[Lignes d'un jeu de données sur l'emplacement d'objets]
_____
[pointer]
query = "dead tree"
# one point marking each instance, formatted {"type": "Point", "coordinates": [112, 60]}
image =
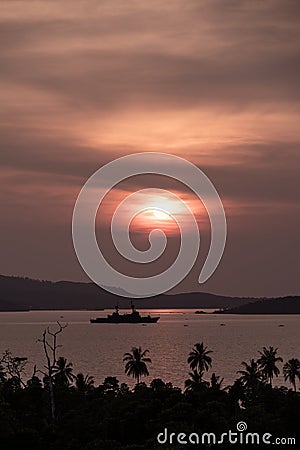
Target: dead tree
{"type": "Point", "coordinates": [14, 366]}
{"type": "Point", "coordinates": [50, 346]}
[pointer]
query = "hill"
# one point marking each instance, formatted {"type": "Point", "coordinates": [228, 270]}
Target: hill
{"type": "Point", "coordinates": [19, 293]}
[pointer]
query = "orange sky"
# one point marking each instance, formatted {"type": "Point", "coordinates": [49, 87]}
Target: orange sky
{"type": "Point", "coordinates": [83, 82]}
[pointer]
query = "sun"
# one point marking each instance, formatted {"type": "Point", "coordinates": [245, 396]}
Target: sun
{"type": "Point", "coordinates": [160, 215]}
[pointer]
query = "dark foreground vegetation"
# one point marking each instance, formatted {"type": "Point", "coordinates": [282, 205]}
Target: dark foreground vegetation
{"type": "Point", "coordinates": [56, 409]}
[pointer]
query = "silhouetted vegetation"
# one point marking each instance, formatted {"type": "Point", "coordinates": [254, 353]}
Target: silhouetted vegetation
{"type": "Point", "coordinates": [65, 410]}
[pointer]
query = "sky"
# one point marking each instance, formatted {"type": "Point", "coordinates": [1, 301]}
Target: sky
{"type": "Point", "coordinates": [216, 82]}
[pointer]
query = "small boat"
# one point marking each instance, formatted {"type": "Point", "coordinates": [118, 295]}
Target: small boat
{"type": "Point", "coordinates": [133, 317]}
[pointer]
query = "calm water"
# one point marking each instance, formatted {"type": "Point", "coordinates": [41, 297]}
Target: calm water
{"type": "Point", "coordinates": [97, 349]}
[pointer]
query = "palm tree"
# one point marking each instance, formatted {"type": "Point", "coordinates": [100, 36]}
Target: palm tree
_____
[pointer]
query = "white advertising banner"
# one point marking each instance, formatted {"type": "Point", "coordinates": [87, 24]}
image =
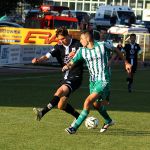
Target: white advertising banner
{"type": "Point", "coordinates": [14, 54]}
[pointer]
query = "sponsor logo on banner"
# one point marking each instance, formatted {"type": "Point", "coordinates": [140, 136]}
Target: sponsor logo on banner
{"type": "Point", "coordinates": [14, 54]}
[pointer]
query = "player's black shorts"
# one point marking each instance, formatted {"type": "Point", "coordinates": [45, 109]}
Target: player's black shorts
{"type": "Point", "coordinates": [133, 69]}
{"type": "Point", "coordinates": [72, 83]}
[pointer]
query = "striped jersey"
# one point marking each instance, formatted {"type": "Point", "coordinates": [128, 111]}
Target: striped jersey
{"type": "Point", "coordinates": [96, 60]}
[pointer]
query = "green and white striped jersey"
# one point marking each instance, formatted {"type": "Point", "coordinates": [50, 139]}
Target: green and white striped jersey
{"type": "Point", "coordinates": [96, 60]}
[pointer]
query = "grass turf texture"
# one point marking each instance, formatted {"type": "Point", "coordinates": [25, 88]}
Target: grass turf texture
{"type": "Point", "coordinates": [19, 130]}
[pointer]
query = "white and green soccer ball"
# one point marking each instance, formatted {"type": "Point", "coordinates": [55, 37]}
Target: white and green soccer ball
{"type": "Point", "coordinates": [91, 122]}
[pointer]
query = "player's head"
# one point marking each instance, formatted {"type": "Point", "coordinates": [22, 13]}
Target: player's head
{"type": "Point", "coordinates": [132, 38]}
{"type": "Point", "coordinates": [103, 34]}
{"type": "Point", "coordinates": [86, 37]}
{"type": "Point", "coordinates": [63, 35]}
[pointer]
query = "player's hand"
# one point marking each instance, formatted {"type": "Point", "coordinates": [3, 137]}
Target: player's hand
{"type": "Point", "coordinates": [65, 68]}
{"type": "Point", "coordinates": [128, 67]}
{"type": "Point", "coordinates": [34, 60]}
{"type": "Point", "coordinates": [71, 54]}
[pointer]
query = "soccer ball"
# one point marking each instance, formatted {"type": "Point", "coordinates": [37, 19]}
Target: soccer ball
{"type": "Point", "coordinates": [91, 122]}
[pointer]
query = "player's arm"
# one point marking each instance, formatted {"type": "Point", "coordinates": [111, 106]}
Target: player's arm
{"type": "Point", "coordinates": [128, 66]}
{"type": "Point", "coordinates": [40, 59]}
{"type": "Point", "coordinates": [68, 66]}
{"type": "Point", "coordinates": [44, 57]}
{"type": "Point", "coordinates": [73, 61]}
_____
_CONSIGNE:_
Relevez et recopiez chaque ligne ci-dessus qui contient le mot « black », en respectant la casse.

_RÉPONSE:_
query = "player's black shorts"
Target: player's black shorts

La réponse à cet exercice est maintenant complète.